**THE PROBLEM**. For this exercise, output the entries below exactly from the line that holds "You are given the photo below." to the line that holds "of the pair", both ends included. No pictures belong in the copy.

**EXERCISE DATA**.

────

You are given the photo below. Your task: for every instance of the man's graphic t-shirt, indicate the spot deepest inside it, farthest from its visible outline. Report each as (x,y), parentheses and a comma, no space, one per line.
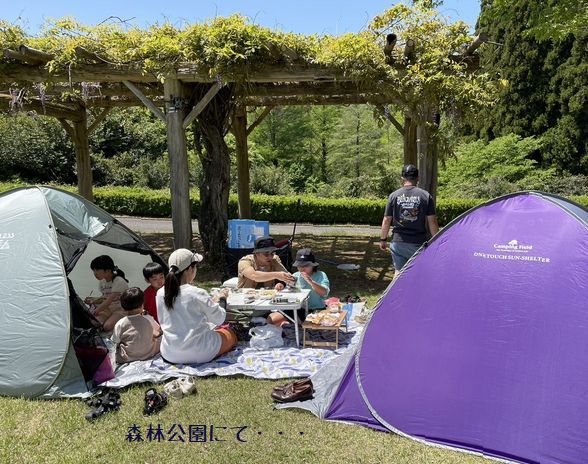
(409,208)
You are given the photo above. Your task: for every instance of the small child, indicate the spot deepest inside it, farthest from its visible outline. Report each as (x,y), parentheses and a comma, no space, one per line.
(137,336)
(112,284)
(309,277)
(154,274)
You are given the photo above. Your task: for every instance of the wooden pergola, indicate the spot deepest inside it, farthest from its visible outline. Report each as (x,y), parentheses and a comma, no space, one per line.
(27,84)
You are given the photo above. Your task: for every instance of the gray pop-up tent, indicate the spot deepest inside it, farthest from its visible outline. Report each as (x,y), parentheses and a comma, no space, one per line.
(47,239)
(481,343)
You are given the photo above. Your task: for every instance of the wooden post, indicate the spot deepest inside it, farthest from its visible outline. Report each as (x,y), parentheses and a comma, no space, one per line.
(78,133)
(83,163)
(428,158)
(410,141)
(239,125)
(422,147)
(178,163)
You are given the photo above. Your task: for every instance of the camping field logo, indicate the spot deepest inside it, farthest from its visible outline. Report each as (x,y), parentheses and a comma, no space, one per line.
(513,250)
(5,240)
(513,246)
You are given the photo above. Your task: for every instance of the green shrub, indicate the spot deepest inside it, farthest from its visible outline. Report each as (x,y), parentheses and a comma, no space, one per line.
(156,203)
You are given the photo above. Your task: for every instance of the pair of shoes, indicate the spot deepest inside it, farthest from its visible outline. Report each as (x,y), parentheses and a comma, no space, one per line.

────

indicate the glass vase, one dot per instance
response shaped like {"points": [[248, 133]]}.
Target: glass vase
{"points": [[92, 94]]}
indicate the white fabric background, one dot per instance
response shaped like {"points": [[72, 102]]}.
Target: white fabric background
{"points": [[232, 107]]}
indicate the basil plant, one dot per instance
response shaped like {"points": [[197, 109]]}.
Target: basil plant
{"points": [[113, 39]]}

────

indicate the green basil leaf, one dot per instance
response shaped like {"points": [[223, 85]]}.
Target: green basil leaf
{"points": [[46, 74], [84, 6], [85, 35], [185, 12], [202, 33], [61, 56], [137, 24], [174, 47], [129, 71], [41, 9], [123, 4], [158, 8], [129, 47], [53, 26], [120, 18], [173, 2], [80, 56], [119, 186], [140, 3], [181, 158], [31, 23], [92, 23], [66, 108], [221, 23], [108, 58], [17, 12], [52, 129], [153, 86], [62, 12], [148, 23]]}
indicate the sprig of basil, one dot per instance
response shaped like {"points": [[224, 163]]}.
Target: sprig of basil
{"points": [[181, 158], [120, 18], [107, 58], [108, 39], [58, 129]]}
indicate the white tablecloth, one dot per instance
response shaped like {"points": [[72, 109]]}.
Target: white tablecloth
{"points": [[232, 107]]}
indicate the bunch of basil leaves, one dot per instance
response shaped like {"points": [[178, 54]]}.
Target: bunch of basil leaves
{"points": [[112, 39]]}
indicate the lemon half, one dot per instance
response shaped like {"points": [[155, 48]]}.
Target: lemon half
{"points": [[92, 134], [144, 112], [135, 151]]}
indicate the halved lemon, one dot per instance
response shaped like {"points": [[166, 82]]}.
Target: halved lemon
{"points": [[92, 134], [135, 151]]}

────

**EXPECTED OUTPUT**.
You are given the photo below. Your task: for every instance of the man's graphic t-shirt, indicate the spot deepest inside it, farthest from its visible outline. Report each as (x,y), parentheses and a comma, no space, one per line.
(409,208)
You are given the photo above. Your task: for every instance of the small child, indicate the spot deepest inside it, farthest from its visible outline. Report each as (x,y), parentheses and a comma, no space, one per line.
(137,336)
(112,284)
(309,277)
(154,274)
You are given the photo above. Your task: for every instance of the wooden pergola, indicate the spot deepest inside it, farthest from its visible outline. Report each as (x,y), parentheses and a comma, no space, one per line.
(27,84)
You are given the photo above. Your task: for every instance of the gray pop-up tent, indicate the spot deepest inside it, farthest from its visible outline. Report each as (x,y), parentheses and a comma, no space, one per line.
(47,239)
(481,343)
You are given the photo above. Your task: for every instance of the wooden post, indicate the spot deepest inside it, farthest from its visible outline. Report each as (x,y), parentheses and a comma, no space, one per line.
(78,133)
(83,163)
(428,158)
(410,141)
(239,125)
(422,147)
(178,163)
You are given the photo above. Your task: for every instance of the camping field logo, indicate the spot deepest inside it, farthest from its visible outline. Report each as (x,y), parentheses and a comma, no space, one per line.
(513,250)
(5,240)
(513,246)
You are given the photo above. Your task: for every instance of the green shrub, indicate the spot deepest inside it, farthest from its visible outline. Report each as (x,y), parentheses and a comma, no space, one per line.
(156,203)
You are given the photo above. Your task: for every instance of the pair of shoes, indicate the spot deepest inside it, farthest from its visible outline. Report each as (x,y), parentheses and a comma, no space, one per line.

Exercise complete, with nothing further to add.